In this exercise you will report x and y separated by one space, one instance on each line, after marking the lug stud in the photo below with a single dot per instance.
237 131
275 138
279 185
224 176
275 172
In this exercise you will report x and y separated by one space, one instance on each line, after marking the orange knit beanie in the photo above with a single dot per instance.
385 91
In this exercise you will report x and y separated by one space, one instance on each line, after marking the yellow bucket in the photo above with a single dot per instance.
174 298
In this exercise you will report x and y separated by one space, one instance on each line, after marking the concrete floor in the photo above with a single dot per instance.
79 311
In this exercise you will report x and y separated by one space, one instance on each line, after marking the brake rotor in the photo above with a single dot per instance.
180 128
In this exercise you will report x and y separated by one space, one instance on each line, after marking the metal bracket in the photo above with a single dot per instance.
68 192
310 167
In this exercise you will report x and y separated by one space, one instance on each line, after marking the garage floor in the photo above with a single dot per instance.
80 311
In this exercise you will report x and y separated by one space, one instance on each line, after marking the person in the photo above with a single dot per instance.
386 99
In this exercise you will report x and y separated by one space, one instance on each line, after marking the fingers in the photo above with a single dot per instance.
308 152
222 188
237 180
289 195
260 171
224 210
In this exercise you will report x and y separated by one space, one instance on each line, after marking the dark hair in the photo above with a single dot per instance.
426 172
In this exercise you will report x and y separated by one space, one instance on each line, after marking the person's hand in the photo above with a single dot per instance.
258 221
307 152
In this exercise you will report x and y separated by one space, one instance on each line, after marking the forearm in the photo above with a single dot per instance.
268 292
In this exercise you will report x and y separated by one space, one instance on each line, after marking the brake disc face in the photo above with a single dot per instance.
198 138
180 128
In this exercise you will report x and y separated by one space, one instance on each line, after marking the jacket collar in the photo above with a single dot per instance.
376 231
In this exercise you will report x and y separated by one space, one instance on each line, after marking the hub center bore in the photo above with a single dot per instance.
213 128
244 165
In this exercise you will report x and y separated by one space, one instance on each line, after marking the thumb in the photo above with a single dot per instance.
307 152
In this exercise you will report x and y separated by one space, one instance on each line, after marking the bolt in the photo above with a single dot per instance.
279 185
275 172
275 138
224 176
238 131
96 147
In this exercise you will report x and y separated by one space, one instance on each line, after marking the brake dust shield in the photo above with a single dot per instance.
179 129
★ ★ ★ ★
*TASK BRIEF*:
Reproduce the entire listing above, substituting "single point" for every occurrence of "single dot" and leaving all other text unchanged.

*PROBLEM SOLUTION*:
In this exercise you will report x and y separated by one space, one instance on each line, after marking the lug stud in the photo below with a single point per instance.
237 131
275 138
279 185
224 176
275 172
In this exercise you will report x and y separated by one space, one instance on each line, after marking the orange knit beanie in the photo above with a single point per instance.
385 91
In this exercise you will report x and y separated by one space, one instance on each line, after marking the yellow bucket in the photo above with a single point per instance.
174 298
In this exercise you will report x and y separated by one space, one instance on each line, after marking the concrete floor in the photo above with a single point per instance.
79 311
In this exercise you will report x and y separated by one space, one instance on each line, after marking the brake rotor in the photo above with a single point per instance.
180 128
In this exercise you will report x and y separated by one space, one instance on each line, after marking the metal bracket in the photo above with a single point per instance.
68 192
310 167
In this exercise you will report x and y separated by one space, one instance on each line, after marking the garage floor in the photo above with a single point per instance.
80 311
In this exercise you will report x and y separated by one space, one instance on each line, after marking the person in the photo above with a single point per instance.
386 99
In this exercise you will report x and y separated by one space, one instance on each line, after marking the fingers in the photo above with a single point per instance.
308 152
222 188
237 180
289 195
260 171
224 210
In this exercise you will report x and y separated by one space, one instance on each line, after marking the dark hair in the photo above with a single point per instance.
426 172
In this exercise you will report x and y separated by one space, one instance on each line, after marking the person's hand in the photo above with a single point per instance.
258 221
307 152
In this exercise you will report x and y separated by one space, one instance on each line, after marking the forearm in the photo above with a single point per instance.
268 292
In this exercise you will report x and y separated by one space, one instance on each line, after marking the brake disc face in the photo above with a single point per instance.
198 138
180 128
In this exercise you will report x and y separated by one space, one instance on each line, after marking the jacket collar in the photo above with a single point per instance.
376 231
In this exercise you will report x and y separated by one space, one instance on each line, after marking the hub center bore in the photo above with a single point per instance.
213 128
244 165
In this exercise you will report x and y separated by one space, one instance on each line, after marking the thumb in the photo above with a single point per instance.
307 152
In this exercise you will report x and y separated by one space, one instance on each line, after marking the bolt in the photo above with a single point per instance.
279 185
275 172
275 138
224 176
238 131
96 147
In this exercise you will report x and y separated by one space, one instance on each line, after marking the brake dust shield in the photo above with a single point per instance.
179 129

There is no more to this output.